• Excerpt to read
━━━━━━━━
Celestino Alfonso
Célestino Alfonso (1 May 1916, at Ituero de Azaba, Salamanca province, Spain – 21 February 1944, at Fort Mont-Valérien, France) was a Spanish republican, a volunteer in the French liberation army FTP-MOI, and a part of the resistance operation led by Missak Manouchian. He was, by profession, a carpenter.
Youth
Alfonso arrived in France at the beginning of the 1930s. In 1934, he joined the Jeunesse communiste (Communist Youth) and became responsible for the Ivry-sur-Seine group. In 1936, he set out as a volunteer for republican Spain, arriving on 27 August 1936. He served as a machine-gunner with the rank of sergeant, and from 1937, the rank of lieutenant. In 1938, his right hand was wounded. He was, shortly afterward, named political commissar of the 2nd International Brigade with the rank of captain. In February 1939, he was repatriated to the camp at Saint-Cyprien, from which he escaped.
Second World War
In May 1942, Alfonso joined the French resistance. Arrested, he was deported to Germany, where, after six months in a camp, he succeeded in escaping and returned to Paris where he became head of a FTP-MOI resistance group. He participated in many operations in Paris and in the Orléans region, notably the execution of General Ernst Von Schaumburg, commandant of Greater Paris, and on 29 September 1943 of SS officer Julius Ritter, responsible for the STO in France.
━━━━━━━━
• Things to do
- a) According to the Celestino Alfonso biography, what rank did he hold when he was named political commissar of the 2nd International Brigade?
- b) Write what comes next in the Celestino Alfonso biography, starting after its final sentence.

[Dataset records about object locations]
━━━━━━━━
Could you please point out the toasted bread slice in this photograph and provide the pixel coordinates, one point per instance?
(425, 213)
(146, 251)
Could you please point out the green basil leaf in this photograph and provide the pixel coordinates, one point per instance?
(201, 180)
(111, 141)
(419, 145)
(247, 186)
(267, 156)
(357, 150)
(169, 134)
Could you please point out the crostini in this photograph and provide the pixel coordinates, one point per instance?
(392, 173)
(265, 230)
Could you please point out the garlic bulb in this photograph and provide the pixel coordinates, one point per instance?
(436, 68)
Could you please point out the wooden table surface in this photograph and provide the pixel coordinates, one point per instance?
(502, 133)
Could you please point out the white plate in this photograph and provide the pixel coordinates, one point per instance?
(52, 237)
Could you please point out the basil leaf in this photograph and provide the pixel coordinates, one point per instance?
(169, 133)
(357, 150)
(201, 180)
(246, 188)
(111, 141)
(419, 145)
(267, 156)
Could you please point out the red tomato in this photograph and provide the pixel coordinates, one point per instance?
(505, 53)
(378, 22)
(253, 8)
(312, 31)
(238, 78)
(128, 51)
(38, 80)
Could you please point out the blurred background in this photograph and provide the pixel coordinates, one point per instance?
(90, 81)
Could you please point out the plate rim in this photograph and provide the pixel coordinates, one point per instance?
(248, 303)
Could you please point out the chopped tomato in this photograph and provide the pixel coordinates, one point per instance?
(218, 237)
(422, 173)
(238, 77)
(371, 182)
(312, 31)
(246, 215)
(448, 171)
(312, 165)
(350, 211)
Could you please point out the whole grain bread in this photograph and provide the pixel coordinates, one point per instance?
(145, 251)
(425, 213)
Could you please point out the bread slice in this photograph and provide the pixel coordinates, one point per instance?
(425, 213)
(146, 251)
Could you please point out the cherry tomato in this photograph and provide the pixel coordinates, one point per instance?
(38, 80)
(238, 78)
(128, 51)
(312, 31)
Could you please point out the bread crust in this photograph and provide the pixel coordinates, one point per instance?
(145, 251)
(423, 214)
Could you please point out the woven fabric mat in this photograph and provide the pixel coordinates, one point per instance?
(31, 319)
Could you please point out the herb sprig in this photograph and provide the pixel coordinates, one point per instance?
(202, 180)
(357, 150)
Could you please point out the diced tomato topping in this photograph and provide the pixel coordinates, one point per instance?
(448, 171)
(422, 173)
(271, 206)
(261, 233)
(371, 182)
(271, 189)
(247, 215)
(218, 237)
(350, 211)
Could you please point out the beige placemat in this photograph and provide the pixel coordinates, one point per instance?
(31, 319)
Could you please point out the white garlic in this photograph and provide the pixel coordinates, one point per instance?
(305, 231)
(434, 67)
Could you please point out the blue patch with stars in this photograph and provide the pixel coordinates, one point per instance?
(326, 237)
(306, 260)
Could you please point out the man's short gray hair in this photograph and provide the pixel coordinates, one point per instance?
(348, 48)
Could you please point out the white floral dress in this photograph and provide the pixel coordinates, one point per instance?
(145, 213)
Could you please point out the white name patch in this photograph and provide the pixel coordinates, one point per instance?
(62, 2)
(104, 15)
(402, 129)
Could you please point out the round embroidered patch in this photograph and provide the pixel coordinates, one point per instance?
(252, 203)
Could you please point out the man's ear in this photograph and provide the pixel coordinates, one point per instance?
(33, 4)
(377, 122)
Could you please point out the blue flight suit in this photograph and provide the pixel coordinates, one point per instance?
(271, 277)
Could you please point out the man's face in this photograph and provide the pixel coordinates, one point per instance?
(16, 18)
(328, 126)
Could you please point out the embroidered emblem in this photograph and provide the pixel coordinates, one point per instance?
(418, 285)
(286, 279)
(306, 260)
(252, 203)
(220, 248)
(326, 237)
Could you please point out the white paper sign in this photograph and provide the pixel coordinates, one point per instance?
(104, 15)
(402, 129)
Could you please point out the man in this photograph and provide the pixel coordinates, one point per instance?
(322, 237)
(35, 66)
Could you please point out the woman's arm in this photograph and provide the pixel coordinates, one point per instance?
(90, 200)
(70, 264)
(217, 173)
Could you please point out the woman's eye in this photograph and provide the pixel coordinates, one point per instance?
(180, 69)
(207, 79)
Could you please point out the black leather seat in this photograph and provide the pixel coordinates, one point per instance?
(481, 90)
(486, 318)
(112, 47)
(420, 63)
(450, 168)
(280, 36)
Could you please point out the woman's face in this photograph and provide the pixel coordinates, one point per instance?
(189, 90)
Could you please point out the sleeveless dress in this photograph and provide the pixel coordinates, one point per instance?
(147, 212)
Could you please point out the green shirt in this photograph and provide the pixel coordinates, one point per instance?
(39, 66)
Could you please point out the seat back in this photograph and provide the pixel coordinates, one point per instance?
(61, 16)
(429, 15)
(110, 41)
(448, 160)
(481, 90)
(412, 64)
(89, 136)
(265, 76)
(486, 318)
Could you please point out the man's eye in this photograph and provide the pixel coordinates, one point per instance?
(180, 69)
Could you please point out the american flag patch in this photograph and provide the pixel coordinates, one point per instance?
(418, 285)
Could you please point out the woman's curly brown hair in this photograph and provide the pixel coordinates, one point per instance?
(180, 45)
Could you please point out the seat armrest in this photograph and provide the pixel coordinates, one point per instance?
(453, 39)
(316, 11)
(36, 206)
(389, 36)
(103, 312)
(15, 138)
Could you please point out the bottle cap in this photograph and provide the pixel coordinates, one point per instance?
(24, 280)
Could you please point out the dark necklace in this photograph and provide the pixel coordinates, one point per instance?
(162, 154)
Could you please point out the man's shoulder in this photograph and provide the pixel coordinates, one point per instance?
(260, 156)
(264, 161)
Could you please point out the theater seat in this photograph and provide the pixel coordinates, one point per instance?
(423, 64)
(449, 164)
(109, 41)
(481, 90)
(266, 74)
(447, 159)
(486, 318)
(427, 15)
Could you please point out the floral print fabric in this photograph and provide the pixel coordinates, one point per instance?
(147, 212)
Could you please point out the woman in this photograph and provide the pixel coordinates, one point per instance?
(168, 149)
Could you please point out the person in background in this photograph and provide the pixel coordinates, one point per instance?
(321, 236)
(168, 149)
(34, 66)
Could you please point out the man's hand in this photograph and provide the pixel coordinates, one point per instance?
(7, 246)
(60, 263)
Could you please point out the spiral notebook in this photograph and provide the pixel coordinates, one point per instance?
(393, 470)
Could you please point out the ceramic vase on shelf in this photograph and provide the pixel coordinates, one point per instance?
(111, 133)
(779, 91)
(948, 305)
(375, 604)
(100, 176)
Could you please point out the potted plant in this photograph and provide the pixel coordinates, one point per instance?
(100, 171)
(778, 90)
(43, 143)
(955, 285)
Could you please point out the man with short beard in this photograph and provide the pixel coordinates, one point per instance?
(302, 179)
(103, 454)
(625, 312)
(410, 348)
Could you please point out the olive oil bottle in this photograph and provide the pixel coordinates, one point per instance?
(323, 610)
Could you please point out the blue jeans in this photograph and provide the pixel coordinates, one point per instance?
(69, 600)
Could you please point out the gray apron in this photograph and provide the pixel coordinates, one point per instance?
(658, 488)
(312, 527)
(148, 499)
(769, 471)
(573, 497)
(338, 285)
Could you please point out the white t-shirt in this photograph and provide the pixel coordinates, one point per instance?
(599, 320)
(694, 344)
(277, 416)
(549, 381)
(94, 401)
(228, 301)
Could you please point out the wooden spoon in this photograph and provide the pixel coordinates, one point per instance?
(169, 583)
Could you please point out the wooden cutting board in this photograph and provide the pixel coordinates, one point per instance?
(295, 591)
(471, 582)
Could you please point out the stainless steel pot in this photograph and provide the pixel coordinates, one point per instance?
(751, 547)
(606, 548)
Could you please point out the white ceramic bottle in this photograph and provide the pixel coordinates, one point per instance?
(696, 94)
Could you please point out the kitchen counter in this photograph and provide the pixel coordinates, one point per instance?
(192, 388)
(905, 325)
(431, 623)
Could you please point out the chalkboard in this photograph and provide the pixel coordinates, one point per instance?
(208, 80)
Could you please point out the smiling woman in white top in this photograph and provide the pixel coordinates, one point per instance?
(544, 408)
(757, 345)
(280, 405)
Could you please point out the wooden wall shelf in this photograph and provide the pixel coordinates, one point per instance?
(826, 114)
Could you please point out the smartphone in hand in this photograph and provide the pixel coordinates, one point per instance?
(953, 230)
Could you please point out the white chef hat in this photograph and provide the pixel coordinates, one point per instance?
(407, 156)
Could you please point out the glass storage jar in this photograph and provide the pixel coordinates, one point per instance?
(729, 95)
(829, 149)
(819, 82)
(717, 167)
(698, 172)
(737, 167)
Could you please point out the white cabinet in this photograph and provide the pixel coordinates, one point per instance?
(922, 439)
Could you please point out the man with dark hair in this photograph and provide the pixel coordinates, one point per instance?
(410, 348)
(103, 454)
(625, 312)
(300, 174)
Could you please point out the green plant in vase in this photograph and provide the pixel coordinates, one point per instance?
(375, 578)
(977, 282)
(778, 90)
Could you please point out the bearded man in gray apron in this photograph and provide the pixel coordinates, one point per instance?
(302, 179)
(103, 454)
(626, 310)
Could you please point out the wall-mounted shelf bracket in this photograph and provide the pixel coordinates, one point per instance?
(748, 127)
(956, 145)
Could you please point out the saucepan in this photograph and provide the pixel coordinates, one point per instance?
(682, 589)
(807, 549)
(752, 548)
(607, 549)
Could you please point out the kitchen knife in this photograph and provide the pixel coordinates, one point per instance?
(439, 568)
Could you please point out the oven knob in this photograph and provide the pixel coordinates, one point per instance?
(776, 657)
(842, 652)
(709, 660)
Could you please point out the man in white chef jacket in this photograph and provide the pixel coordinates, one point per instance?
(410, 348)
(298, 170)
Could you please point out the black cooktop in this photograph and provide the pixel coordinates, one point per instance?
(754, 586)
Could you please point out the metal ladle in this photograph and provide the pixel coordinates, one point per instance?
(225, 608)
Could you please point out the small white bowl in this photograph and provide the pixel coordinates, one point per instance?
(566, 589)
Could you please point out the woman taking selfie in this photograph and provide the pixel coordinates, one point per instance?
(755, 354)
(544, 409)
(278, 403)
━━━━━━━━
• Responses
- a) Captain.

- b)
Assassination of Ritter
The FTP-MOI intelligence service had noticed the strengthening of security measures on rue Saint-Dominique in Paris. A large Mercedes with swastikas on the sides regularly entered the courtyard of the Maison de la Chimie, and a Nazi official was let out. After four months of planning, the military leadership of the FTP requested Marcel Rayman, Léo Kneller and Alfonso to plan an attack against this official. The operation was put under the authority of Missak Manouchian, the military overseer of the FTP-MOI, from late August 1943.
On the morning of 28 September 1943, the Mercedes was parked for a few minutes before picking up its passenger. Alfonso fired at the SS officer as he got into the car. The windshield blocked the bullets, but the man was injured, probably by flying glass. He attempted to get out of the car through the opposite door, but Rayman hit him, fatally, with three bullets. The fighters only learned the man's identity through the German press: it was General Julius Ritter, the assistant in France to Fritz Sauckel, who was responsible for the mobilization and deportation of labor under the German STO (Obligatory Work Service) in Nazi-occupied Europe. Ritter was the chief recruiter of slave labor in occupied France.
The front-page denunciation of this "abominable act" and the official funeral at the église de la Madeleine gave the operation even more impact.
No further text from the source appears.